- **Problem A**
From the Swarm Brain article below, copy the passage starting at "The Swarm Brain (RAG)" and ending at "the Swarm Brain.".
- **Problem B**
What two tools power the Swarm Brain, according to the Swarm Brain article below?
- **Problem C**
Carry on writing the Swarm Brain article below from the point where it stops.

← Back to Story Hub

The Swarm Brain (RAG)

Curing Agentic Amnesia with FAISS Vector Databases and Semantic Memory.

A fatal flaw of early autonomous agents is their utter lack of temporal awareness. They exist perfectly in the moment of their instantiation, solving the exact bug defined in their Markdown ticket without any knowledge of the war waged yesterday.

Flem (Our Junior Coder) would frequently rewrite perfectly integrated frontend code because he didn't remember why the Senior Architect chose a Vanilla Javascript pattern three weeks ago. We were blowing out our context windows and burning tokens trying to explain the entire history of the repository inside `.cursorrules`.

The Cure: Retrieval-Augmented Generation

To give the agents long-term, persistent memory without exploding their Context Lengths with hundreds of thousands of lines of code, we built the Swarm Brain.

Powered by Facebook's FAISS (Facebook AI Similarity Search) and sentence-transformers running purely on local CPU hardware, the Swarm Brain acts as the collective hippocampus of the project. It uses a mathematical concept called Retrieval-Augmented Generation (RAG).

- **Data extract**

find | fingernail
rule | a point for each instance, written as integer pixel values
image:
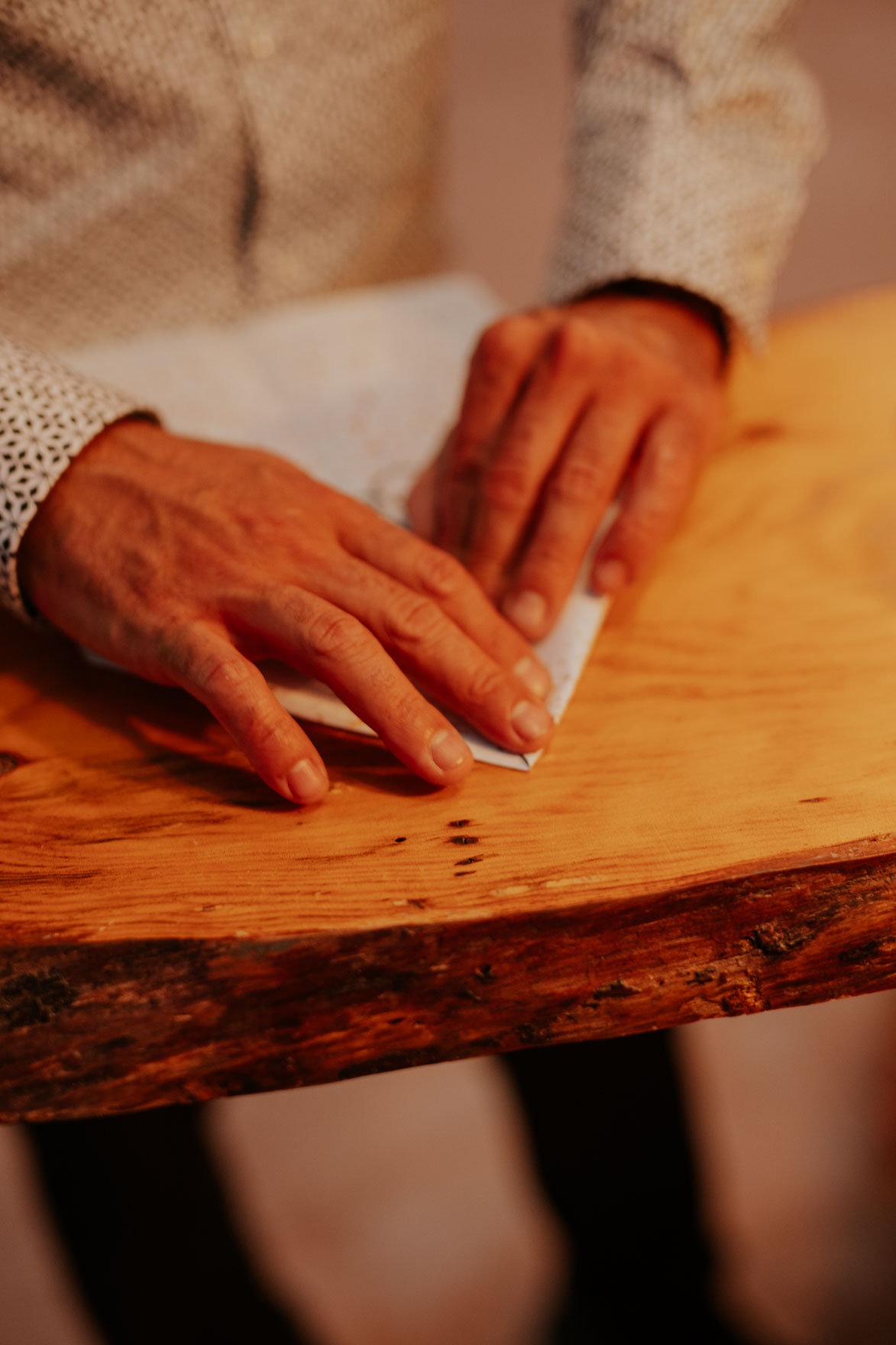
(528, 611)
(530, 721)
(307, 782)
(535, 676)
(611, 576)
(448, 750)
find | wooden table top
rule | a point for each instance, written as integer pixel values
(713, 830)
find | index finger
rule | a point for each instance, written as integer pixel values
(436, 575)
(497, 374)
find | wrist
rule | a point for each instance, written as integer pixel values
(694, 318)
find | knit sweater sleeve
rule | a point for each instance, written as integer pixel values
(47, 414)
(693, 136)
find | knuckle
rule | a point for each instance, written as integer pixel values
(574, 347)
(548, 556)
(413, 621)
(461, 467)
(334, 637)
(484, 683)
(501, 345)
(440, 575)
(577, 481)
(507, 486)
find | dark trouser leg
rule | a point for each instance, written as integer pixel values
(148, 1233)
(611, 1143)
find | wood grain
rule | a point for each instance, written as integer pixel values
(712, 830)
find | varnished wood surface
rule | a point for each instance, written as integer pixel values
(712, 830)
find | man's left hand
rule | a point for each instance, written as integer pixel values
(564, 410)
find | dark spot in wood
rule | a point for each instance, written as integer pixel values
(33, 998)
(760, 431)
(774, 942)
(530, 1035)
(850, 957)
(115, 1044)
(486, 1044)
(615, 990)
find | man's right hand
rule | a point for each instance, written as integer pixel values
(187, 561)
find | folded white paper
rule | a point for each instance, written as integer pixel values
(360, 391)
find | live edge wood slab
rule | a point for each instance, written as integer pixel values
(713, 830)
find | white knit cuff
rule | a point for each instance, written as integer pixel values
(47, 414)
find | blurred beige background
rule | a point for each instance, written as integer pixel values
(399, 1210)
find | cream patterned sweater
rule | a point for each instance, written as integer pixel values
(171, 162)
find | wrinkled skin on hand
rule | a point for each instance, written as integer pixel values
(187, 561)
(564, 410)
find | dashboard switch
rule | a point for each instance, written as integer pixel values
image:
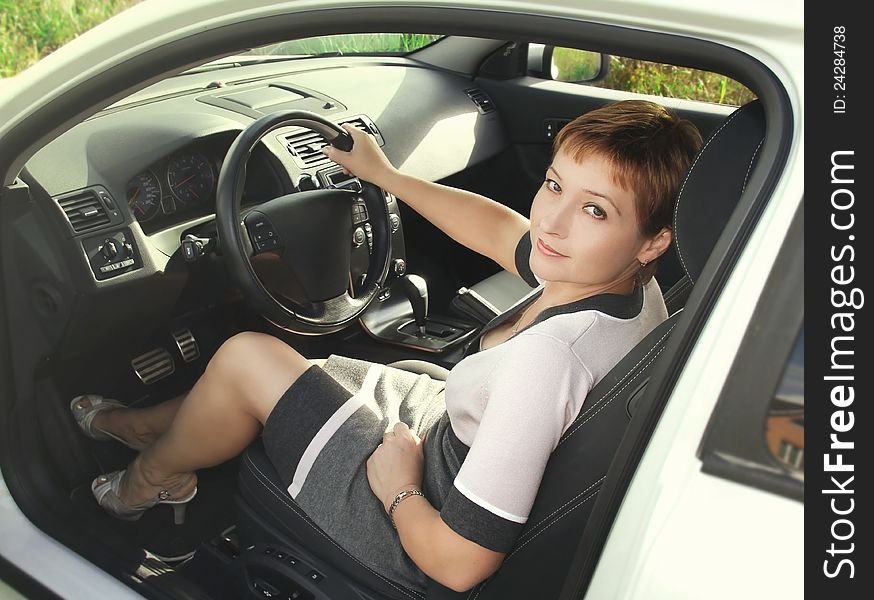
(109, 249)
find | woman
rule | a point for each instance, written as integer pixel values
(346, 435)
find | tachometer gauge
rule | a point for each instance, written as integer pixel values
(191, 178)
(144, 196)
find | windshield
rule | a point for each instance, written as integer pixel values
(359, 43)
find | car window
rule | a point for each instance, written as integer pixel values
(360, 43)
(645, 77)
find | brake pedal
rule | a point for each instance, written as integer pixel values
(187, 344)
(153, 365)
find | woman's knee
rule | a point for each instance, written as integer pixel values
(256, 368)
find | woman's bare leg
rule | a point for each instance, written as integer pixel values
(142, 426)
(139, 427)
(220, 416)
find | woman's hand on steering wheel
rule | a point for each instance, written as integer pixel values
(366, 160)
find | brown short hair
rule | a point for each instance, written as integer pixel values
(649, 147)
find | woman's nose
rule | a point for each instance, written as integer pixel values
(556, 219)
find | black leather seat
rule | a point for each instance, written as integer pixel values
(537, 566)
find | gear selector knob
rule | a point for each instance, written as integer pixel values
(416, 290)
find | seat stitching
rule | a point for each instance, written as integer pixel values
(750, 167)
(616, 395)
(559, 509)
(582, 419)
(627, 373)
(556, 520)
(686, 179)
(593, 406)
(298, 511)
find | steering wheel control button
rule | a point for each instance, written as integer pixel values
(315, 576)
(264, 237)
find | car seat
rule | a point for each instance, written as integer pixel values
(288, 553)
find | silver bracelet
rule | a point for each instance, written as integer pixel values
(401, 496)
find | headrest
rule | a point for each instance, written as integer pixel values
(714, 184)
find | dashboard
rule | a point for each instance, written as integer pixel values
(144, 170)
(129, 192)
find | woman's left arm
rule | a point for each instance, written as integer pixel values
(440, 552)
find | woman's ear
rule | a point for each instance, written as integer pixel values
(655, 246)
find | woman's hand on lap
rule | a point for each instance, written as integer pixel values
(396, 464)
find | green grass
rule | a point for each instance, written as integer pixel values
(31, 29)
(669, 81)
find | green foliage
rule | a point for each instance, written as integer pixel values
(31, 29)
(670, 81)
(352, 44)
(570, 64)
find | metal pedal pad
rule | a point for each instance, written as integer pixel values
(153, 365)
(187, 344)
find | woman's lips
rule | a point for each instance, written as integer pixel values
(547, 250)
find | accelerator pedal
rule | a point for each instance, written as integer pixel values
(187, 344)
(153, 365)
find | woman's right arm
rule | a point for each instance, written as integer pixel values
(477, 222)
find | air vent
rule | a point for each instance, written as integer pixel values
(306, 145)
(481, 99)
(84, 211)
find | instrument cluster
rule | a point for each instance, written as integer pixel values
(182, 181)
(182, 185)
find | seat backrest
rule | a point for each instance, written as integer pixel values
(539, 562)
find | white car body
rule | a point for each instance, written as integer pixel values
(680, 533)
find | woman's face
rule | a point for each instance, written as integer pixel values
(584, 227)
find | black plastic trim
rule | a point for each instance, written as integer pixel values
(736, 427)
(23, 583)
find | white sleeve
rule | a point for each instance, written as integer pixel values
(533, 395)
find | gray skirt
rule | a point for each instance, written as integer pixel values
(320, 435)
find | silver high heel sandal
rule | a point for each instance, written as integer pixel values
(84, 416)
(105, 489)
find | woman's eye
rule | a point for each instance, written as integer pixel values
(595, 210)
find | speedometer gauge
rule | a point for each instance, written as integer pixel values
(191, 178)
(144, 196)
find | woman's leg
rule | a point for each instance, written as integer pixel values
(220, 416)
(142, 426)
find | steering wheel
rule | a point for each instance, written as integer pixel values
(310, 232)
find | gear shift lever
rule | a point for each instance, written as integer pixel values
(416, 290)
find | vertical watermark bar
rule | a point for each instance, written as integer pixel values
(838, 421)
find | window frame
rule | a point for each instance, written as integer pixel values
(731, 448)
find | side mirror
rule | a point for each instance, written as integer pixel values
(567, 64)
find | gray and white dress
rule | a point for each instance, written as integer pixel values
(489, 428)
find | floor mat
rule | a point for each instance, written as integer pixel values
(209, 513)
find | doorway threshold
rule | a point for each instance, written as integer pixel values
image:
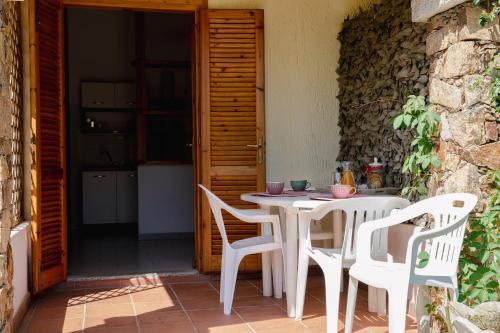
(133, 280)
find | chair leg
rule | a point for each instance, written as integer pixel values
(231, 272)
(277, 269)
(455, 291)
(381, 301)
(303, 267)
(332, 288)
(351, 304)
(222, 276)
(266, 274)
(397, 309)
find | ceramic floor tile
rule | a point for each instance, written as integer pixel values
(187, 307)
(109, 309)
(157, 306)
(42, 325)
(59, 312)
(162, 317)
(170, 328)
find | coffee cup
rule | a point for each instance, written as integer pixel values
(275, 187)
(342, 191)
(300, 185)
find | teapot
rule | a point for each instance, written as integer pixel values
(375, 174)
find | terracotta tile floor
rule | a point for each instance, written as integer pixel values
(183, 304)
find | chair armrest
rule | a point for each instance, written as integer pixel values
(366, 230)
(418, 238)
(248, 217)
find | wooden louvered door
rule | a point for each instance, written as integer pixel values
(232, 121)
(47, 97)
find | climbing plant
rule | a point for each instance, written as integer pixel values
(480, 256)
(417, 116)
(491, 10)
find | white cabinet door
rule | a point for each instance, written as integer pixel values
(99, 197)
(98, 95)
(126, 196)
(125, 95)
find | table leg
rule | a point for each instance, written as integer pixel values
(291, 262)
(338, 235)
(267, 285)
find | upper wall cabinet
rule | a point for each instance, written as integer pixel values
(125, 95)
(108, 95)
(98, 95)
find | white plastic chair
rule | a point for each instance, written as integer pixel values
(233, 253)
(333, 260)
(443, 243)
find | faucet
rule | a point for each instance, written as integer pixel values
(107, 155)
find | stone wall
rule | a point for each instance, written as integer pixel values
(10, 161)
(382, 61)
(459, 51)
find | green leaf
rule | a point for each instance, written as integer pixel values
(398, 121)
(407, 120)
(435, 161)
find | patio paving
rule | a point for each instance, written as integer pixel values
(183, 305)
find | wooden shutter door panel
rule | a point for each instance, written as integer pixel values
(49, 219)
(232, 120)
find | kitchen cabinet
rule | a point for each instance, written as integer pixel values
(108, 95)
(126, 196)
(125, 95)
(109, 197)
(99, 197)
(98, 95)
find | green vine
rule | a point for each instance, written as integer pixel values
(492, 73)
(419, 117)
(480, 256)
(491, 10)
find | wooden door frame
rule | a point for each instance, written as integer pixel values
(179, 6)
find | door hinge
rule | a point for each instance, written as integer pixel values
(37, 15)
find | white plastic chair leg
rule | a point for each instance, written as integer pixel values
(303, 266)
(277, 269)
(397, 309)
(222, 276)
(381, 301)
(351, 304)
(332, 289)
(231, 272)
(266, 274)
(455, 292)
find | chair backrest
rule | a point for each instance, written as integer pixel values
(450, 213)
(358, 211)
(217, 205)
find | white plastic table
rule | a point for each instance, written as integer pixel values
(289, 214)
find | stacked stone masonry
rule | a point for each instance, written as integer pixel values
(459, 50)
(382, 61)
(10, 159)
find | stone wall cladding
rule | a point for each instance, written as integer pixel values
(459, 50)
(382, 61)
(9, 152)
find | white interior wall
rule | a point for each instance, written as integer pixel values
(301, 56)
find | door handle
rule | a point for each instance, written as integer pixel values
(259, 149)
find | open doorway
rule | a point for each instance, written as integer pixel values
(129, 128)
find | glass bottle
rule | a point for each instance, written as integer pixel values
(347, 175)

- **Expected output A**
The Swarm Brain (RAG)

Curing Agentic Amnesia with FAISS Vector Databases and Semantic Memory.

A fatal flaw of early autonomous agents is their utter lack of temporal awareness. They exist perfectly in the moment of their instantiation, solving the exact bug defined in their Markdown ticket without any knowledge of the war waged yesterday.

Flem (Our Junior Coder) would frequently rewrite perfectly integrated frontend code because he didn't remember why the Senior Architect chose a Vanilla Javascript pattern three weeks ago. We were blowing out our context windows and burning tokens trying to explain the entire history of the repository inside `.cursorrules`.

The Cure: Retrieval-Augmented Generation

To give the agents long-term, persistent memory without exploding their Context Lengths with hundreds of thousands of lines of code, we built the Swarm Brain.

- **Expected output B**
Facebook's FAISS (Facebook AI Similarity Search) and sentence-transformers.

- **Expected output C**
"When an agent closes a ticket, it is no longer just archived in a text file. It is mathematically vectorized into 384-dimensional space, permanently embedding the context, the code diff, and the architectural rationale into a searchable void."

How It Works: the FAISS Pipeline

There are two distinct parts to the Swarm Brain: Ingestion and Retrieval.

1. Ingestion (`vectorize_task.py`)

Whenever Henry the PM merges a task and drops it into the tasks/done/ graveyard, our ingestion script fires.

It reads the human-readable Markdown file and passes it through the all-MiniLM-L6-v2 Machine Learning model. This model converts the English text into a dense array of floating-point numbers (a vector embedding).

This vector is then stored natively in our local db/swarm_brain/faiss.index database, creating a permanent mathematical fingerprint of what the task accomplished.

2. Retrieval (`query_brain.py`)

The magic happens during the Planning phase of future tasks. When Henry is assigned a new feature that touches old systems, he doesn't start from scratch. He has native access to the query_swarm_brain tool exposed via our MCP Server.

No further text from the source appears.